> [Task goal]:
Every line from the one containing "hedge, then give the position of each instance." to the end of the listing below should be transcribed exactly, and no line outside that span should appear.

----------

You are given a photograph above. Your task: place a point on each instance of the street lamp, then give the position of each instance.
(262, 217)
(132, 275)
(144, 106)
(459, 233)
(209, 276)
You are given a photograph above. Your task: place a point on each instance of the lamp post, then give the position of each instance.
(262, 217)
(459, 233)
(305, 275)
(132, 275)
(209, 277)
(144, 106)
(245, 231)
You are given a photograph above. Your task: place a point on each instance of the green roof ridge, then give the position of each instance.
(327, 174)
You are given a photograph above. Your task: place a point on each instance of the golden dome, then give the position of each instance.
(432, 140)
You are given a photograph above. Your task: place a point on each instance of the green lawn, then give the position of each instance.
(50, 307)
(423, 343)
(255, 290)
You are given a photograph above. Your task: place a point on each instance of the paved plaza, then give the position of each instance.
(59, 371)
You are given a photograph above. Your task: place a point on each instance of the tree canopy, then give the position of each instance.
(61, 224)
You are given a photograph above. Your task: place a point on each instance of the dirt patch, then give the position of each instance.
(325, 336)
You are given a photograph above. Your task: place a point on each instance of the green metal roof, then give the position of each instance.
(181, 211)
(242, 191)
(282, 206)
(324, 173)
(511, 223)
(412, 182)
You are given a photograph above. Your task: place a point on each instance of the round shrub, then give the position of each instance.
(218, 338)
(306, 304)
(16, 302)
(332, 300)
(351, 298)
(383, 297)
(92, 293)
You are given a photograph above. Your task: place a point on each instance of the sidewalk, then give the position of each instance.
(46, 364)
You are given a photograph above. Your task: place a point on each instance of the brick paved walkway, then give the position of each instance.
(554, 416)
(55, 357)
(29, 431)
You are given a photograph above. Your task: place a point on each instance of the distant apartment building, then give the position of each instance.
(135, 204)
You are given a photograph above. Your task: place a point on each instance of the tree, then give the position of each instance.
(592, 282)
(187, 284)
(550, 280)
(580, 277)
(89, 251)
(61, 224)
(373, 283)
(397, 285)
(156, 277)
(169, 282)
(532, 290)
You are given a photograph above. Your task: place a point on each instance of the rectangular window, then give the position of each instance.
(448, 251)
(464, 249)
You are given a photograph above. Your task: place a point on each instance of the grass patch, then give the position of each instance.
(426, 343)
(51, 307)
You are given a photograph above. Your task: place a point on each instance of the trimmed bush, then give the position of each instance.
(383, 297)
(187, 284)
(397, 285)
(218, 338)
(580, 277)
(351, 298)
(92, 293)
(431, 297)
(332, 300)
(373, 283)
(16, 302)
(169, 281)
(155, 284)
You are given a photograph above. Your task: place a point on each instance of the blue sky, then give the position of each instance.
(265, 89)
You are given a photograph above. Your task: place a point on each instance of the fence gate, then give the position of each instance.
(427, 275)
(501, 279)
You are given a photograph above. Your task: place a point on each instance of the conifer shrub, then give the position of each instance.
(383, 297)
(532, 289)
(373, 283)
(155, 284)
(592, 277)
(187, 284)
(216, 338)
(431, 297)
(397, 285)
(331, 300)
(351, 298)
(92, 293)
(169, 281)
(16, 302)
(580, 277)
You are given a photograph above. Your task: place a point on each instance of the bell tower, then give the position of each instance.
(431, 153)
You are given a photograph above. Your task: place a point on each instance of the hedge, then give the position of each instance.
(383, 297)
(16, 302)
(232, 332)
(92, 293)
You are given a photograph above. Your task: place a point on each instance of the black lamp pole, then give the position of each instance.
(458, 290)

----------

> [Reply to the exercise]:
You are given a photograph above. Your task: place a point on each instance of the hedge, then give the position of each instance.
(383, 297)
(16, 302)
(232, 332)
(92, 293)
You are given a photograph above. Your task: place a point on each instance of the black lamp pole, then give the position of each instance.
(458, 290)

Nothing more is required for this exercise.